* **Provided material**:
--------------------------------

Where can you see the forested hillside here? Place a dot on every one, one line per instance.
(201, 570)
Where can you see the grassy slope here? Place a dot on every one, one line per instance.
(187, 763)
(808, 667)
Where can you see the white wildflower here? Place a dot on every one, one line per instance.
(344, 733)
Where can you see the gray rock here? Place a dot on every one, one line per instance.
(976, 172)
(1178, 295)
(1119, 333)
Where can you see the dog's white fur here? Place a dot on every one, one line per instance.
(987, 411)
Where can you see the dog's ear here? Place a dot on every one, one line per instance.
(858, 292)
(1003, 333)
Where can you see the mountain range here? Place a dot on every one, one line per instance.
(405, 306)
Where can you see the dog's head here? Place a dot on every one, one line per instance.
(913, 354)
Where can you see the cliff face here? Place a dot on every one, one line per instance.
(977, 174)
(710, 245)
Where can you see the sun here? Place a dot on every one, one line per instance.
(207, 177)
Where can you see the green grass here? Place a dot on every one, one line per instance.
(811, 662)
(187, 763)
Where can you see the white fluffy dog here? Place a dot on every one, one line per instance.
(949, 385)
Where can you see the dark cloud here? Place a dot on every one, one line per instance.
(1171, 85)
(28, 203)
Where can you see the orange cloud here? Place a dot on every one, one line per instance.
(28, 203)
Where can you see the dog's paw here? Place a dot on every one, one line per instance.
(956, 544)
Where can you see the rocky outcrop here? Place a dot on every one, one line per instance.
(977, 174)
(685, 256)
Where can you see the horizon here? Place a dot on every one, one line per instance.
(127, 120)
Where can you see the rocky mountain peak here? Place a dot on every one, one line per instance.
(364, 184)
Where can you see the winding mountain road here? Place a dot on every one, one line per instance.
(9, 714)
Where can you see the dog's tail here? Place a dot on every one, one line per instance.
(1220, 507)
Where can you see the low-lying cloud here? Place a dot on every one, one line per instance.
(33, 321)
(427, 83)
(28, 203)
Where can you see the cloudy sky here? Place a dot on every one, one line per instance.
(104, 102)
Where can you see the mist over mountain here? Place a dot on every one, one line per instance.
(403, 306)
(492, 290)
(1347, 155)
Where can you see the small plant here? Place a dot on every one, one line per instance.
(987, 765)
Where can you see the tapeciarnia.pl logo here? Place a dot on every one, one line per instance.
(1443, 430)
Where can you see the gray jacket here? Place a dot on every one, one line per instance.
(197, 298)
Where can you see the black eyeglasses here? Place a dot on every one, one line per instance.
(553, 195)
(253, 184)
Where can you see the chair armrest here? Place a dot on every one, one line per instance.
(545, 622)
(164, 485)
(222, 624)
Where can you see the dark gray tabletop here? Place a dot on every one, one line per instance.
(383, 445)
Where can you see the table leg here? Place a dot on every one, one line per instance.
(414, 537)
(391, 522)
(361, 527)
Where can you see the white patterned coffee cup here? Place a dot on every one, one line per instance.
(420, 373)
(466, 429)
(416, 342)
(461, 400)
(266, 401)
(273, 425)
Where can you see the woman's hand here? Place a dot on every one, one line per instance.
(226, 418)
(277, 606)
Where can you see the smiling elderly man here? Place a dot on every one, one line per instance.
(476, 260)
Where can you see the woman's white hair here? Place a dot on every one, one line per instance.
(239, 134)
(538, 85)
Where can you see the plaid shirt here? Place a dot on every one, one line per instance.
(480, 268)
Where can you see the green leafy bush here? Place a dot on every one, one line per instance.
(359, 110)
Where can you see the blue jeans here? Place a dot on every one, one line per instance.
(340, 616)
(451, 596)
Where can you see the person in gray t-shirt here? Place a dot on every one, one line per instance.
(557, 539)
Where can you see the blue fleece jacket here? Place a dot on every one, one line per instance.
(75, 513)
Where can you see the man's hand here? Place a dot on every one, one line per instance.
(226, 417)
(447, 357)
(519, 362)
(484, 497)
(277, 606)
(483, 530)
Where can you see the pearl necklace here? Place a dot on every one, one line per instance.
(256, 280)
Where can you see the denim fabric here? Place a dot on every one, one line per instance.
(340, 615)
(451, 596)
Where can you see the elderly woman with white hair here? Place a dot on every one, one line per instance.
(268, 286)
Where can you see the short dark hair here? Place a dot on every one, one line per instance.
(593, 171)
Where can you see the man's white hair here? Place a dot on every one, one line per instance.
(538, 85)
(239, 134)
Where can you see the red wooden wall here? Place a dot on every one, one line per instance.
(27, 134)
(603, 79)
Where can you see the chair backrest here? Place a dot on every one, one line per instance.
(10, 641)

--------------------------------

* **Activity**:
Write the records above out again precisely.

* **Response for this exercise**:
Where can you see the forested hillside here? Place a dot on every one, one line per instance.
(201, 570)
Where can you see the grassy slope here? Place a dot on every one, one line per instance.
(187, 763)
(808, 667)
Where can you see the white wildflower here? Place a dot on every one, one line per instance.
(344, 733)
Where can you see the gray rock here? Place a dot on every one, one line per instance.
(976, 172)
(1178, 295)
(1119, 333)
Where can you see the dog's white fur here? Place a dot on every one, one line per instance.
(987, 411)
Where can you see the dog's ear here? Place a dot on every one, one line per instance.
(858, 292)
(1003, 333)
Where can you see the mountain range here? Place a dot on every one, one line per instance.
(405, 306)
Where can you see the dog's head here? Place a dot on every one, one line per instance.
(913, 354)
Where can you see the cliff face here? Place a dot on every one, one line per instance.
(977, 174)
(710, 245)
Where can you see the sun here? Place a dot on every one, one line per instance.
(207, 177)
Where can you see the green grass here? Place a dot on every one, one line per instance.
(811, 662)
(187, 763)
Where can you see the white fluffy dog here? Place a dot on every one, one line per instance.
(949, 385)
Where can you see the dark cloud here? Place a dot on every one, one line per instance.
(1171, 85)
(28, 203)
Where can you see the orange cloud here? Place a dot on every one, one line per instance.
(28, 203)
Where can you see the dog's paw here? Place a dot on every one, one line per instance.
(956, 544)
Where can you see the rocky outcrop here? Place a dot on every one, one line per instance.
(977, 174)
(685, 256)
Where can you see the horizon here? Place a dot on every one, one line per instance.
(127, 120)
Where can you see the rocky mountain peak here? Place a dot on every one, one line per instance.
(364, 184)
Where can you see the winding mountain road here? Place a dot on every one, one line per instance.
(9, 714)
Where can you see the dog's tail here? Place a dot on every one, one line per instance.
(1220, 507)
Where can you see the low-lying cloud here? Place a dot on every one, one line per instance.
(33, 321)
(427, 83)
(28, 203)
Where can you see the cloudy sky here? Place a dot on every one, one line per instance.
(104, 102)
Where can you see the mist over mountain here? Place a dot on every one, one line per instance.
(403, 306)
(492, 290)
(1347, 155)
Where can you see the small plant here? Place a dot on every one, one line per instance.
(987, 765)
Where can you see the tapeciarnia.pl logo here? Place a dot on every one, one line per instance.
(1443, 430)
Where can you see the gray jacket here? Place a dot on every one, one line per instance.
(197, 298)
Where can you see the black eyeglasses here? Place a dot on every one, one line per instance.
(553, 195)
(253, 184)
Where can you see the chair armrest here? Place a dot on every one, one line per instance.
(545, 622)
(164, 485)
(222, 624)
Where can you see the dark gray tabletop here? Place a dot on every one, one line per instance.
(383, 445)
Where can you see the table leg here? Place a dot on every one, one line per instance.
(414, 537)
(391, 522)
(361, 527)
Where can you see the white patterned coffee cup here? Place a dot on every one, one line per instance.
(420, 373)
(466, 429)
(416, 342)
(461, 400)
(266, 401)
(273, 425)
Where can you see the woman's hand here? Place a dot on every one, one line per instance.
(226, 418)
(277, 606)
Where can you see the smiling elderly man here? Place a dot on every one, one line per instance.
(476, 260)
Where can you see the woman's white hair here? Place a dot on every one, one line per instance.
(239, 134)
(538, 85)
Where can you see the plaid shirt here? Place a dot on every one, one line per instance.
(480, 268)
Where can you see the green leafy bush here? Place a dot on every one, one line per instance.
(359, 110)
Where can you see the blue jeans here? Place a dot on every one, one line per instance.
(340, 616)
(451, 596)
Where can you see the person in gray t-shirt here? Place a dot on every one, one line per instance.
(557, 539)
Where can you see the blue fleece jacket here? Place a dot on every one, one line per instance.
(75, 513)
Where can you see the man's hand here? Place a dot on every one, one line per instance.
(226, 417)
(447, 357)
(519, 362)
(484, 497)
(277, 606)
(483, 530)
Where can you see the pearl necklace here? Place a dot on every one, one line per instance.
(256, 280)
Where can you see the denim fabric here? Place a dot on every one, one line per instance.
(340, 615)
(451, 596)
Where can you see the elderly woman with white hair here? Place a dot on every one, one line per instance.
(268, 286)
Where can you see the short dark hair here? Place a dot on every one, one line per instance.
(593, 171)
Where can you see the man's white hair here? Place a dot on every one, one line per instance.
(538, 85)
(239, 134)
Where can you see the red wooden wall here? Place a dot on every one, one line per instance.
(27, 134)
(603, 79)
Where can you see the chair backrest here? Place a dot on every one, one line per instance.
(10, 641)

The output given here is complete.